TO DO:
**A)** In the article on the corporate minimum tax, how high must a large corporation's average annual adjusted financial statement income be for the CAMT to generally apply?
**B)** Continue the article on the IRS and Treasury guidance for the corporate minimum tax, starting after its last sentence.

PAGE EXTRACT:

Connect with us

Accounting

IRS and Treasury offer guidance on corporate minimum tax

Published

on

The Internal Revenue Service and the Treasury Department issued proposed regulations Thursday offering guidance on the Corporate Alternative Minimum Tax.  

The Inflation Reduction Act created the CAMT, which imposes a 15% minimum tax on the adjusted financial statement income (AFSI) of large corporations for taxable years beginning after Dec. 31, 2022. The CAMT generally applies to large corporations with an average annual AFSI exceeding $1 billion.  

The proposed regulations that came out Thursday include definitions and general rules for determining and identifying AFSI. They also include rules regarding various statutory and regulatory adjustments in determining AFSI; determining if a corporation is subject to the CAMT, including rules for members of a foreign parented multinational group (FPMG) and the determination of the CAMT foreign tax credit. 

The proposed regulations also deal with the application of the CAMT to affiliated corporations filing a consolidated income tax return. 

irs-building-engraving.jpg
The Internal Revenue Service headquarters in Washington, D.C.

Samuel Corum/Bloomberg

The IRS had previously issued Notice 2023-07, Notice 2023-10, Notice 2023-64 and Notice 2024-10, to provide interim guidance on the CAMT. The proposed regulations issued today include rules incorporating this interim guidance. 

The IRS also issued Notice 2024-66 on Thursday, waiving the penalty for a corporation’s failure to pay estimated tax with respect to its CAMT for a taxable year that begins after Dec. 31, 2023, and before Jan. 1, 2025.

The Treasury estimates that approximately 100 of the largest and most profitable companies will pay the CAMT annually. These corporations would have otherwise paid an average effective federal tax rate of 2.6%. An estimated 60% of CAMT payers would otherwise have paid an effective tax rate of less than 1%, including 25% of payers that would have paid an effective tax rate of zero.

LISTING:
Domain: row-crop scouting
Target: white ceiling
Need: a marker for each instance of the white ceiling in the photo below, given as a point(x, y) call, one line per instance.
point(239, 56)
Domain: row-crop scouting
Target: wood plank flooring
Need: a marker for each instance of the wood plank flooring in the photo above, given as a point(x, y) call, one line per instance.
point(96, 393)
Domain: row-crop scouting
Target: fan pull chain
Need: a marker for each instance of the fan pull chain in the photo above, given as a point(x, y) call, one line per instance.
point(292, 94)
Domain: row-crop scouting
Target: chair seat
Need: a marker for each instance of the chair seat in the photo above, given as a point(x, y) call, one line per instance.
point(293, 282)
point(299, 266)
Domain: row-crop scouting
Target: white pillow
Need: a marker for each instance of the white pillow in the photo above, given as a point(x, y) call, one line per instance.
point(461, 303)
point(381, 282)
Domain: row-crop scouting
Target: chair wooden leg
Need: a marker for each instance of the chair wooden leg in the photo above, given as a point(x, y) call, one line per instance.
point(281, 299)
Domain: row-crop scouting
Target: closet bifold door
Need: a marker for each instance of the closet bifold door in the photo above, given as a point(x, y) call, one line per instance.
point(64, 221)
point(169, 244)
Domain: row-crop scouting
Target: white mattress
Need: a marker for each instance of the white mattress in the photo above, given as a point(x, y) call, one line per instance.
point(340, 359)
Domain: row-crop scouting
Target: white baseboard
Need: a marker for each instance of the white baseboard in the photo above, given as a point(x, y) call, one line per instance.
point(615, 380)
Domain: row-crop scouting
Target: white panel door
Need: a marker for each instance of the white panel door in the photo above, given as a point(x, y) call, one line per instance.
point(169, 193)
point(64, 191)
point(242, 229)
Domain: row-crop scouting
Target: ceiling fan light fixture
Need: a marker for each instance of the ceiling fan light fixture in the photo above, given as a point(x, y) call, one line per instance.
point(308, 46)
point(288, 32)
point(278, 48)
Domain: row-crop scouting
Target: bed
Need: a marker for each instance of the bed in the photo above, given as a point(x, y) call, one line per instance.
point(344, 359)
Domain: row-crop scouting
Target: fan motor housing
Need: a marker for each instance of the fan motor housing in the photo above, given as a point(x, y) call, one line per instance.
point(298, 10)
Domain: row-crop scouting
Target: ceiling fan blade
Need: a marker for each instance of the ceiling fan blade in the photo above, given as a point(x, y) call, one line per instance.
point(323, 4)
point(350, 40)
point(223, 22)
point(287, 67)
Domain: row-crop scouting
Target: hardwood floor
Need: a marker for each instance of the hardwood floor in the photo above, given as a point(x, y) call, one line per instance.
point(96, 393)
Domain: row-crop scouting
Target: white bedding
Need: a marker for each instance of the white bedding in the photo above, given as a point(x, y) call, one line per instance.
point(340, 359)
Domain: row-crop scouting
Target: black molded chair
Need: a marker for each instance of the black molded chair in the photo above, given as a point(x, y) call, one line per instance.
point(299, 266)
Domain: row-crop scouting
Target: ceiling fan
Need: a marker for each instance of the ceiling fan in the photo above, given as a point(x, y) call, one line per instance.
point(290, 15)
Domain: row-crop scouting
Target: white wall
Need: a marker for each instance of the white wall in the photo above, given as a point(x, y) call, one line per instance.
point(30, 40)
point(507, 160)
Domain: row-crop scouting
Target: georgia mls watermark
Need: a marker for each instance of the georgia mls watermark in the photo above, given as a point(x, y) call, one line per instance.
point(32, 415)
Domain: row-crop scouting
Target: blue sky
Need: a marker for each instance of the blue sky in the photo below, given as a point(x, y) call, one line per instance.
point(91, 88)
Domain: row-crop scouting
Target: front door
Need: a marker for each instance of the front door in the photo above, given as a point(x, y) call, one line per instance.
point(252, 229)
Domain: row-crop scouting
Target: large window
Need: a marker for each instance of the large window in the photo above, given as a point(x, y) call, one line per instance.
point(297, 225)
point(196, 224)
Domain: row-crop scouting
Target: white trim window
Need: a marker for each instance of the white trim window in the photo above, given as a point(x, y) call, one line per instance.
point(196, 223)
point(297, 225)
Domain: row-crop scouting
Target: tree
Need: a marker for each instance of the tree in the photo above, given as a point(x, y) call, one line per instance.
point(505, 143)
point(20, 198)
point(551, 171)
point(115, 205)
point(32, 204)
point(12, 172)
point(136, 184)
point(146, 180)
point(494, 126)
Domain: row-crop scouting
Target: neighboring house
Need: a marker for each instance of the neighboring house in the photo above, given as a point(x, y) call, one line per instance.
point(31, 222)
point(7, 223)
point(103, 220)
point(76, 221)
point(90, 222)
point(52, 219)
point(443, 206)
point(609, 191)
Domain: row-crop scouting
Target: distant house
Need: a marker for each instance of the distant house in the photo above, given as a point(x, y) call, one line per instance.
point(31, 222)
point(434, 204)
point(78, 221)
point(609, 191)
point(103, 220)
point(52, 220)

SOLVED PROBLEMS:
**A)** It must exceed $1 billion.

**B)**
It said that’s because some of the largest and most profitable corporations in the country use tax preferences and aggressive planning strategies to pay little to no taxes. The corporations report record profits to shareholders while often paying lower tax rates than nurses, firefighters, police officers and teachers. Their ability to use complex strategies to avoid tax also gives them an unfair competitive advantage over small businesses, which don’t have access to the same tax planning techniques and high-paid lawyers and accountants. The Treasury contends the CAMT helps level the playing field for small businesses by imposing a minimum tax on the profits that the largest corporations report to their shareholders.

The Treasury’s NPRM would implement the statutory requirement that the biggest corporations pay a minimum 15% tax on profits reported to shareholders, with certain adjustments, to increase tax fairness and generate an estimated $250 billion over the next 10 years (2025-2034), including $20 billion in 2025.

The CAMT only applies to large corporations that average more than $1 billion in profit per year, not $1 billion in sales. In addition, if these corporations pay regular taxes that equal or exceed 15% of their adjusted profits, they would pay no additional tax. CAMT is designed as a backstop to ensure there are not years where the most profitable corporations in the world are paying minimal taxes.

“The proposed rules released by Treasury today are an important step toward realizing Congress’ efforts to address the most egregious U.S. corporate tax avoidance and ensure the largest and most profitable corporations in the country cannot pay little to no taxes,” said Treasury Secretary Janet Yellen in a statement. “The Corporate Alternative Minimum Tax will also help level the playing field for small businesses while generating hundreds of billions of dollars in revenue.” 

Crafting the rules to implement this tax has been one of the most significant projects the Treasury Department has undertaken in decades, the Treasury noted. Congress delegated a significant amount of authority to Treasury to implement the CAMT, and the Treasury and the IRS are implementing the law via these proposed regulations consistent with Congress’s statutory direction and intent.

In particular, as part of the legislative process, Congress chose to retain only a small number of regular tax preferences for the purpose of the minimum tax. The proposed rules follow suit and generally do not create adjustments to the tax base other than those directed by Congress. Consistent with the four notices Treasury previously issued to give taxpayers early clarity, the NPRM addresses limited and targeted cases where adjustments are clearly needed to accomplish congressional intent. For example, it addresses situations involving bankrupt and other troubled companies so that these companies can emerge from bankruptcy and continue to operate and employ their workers.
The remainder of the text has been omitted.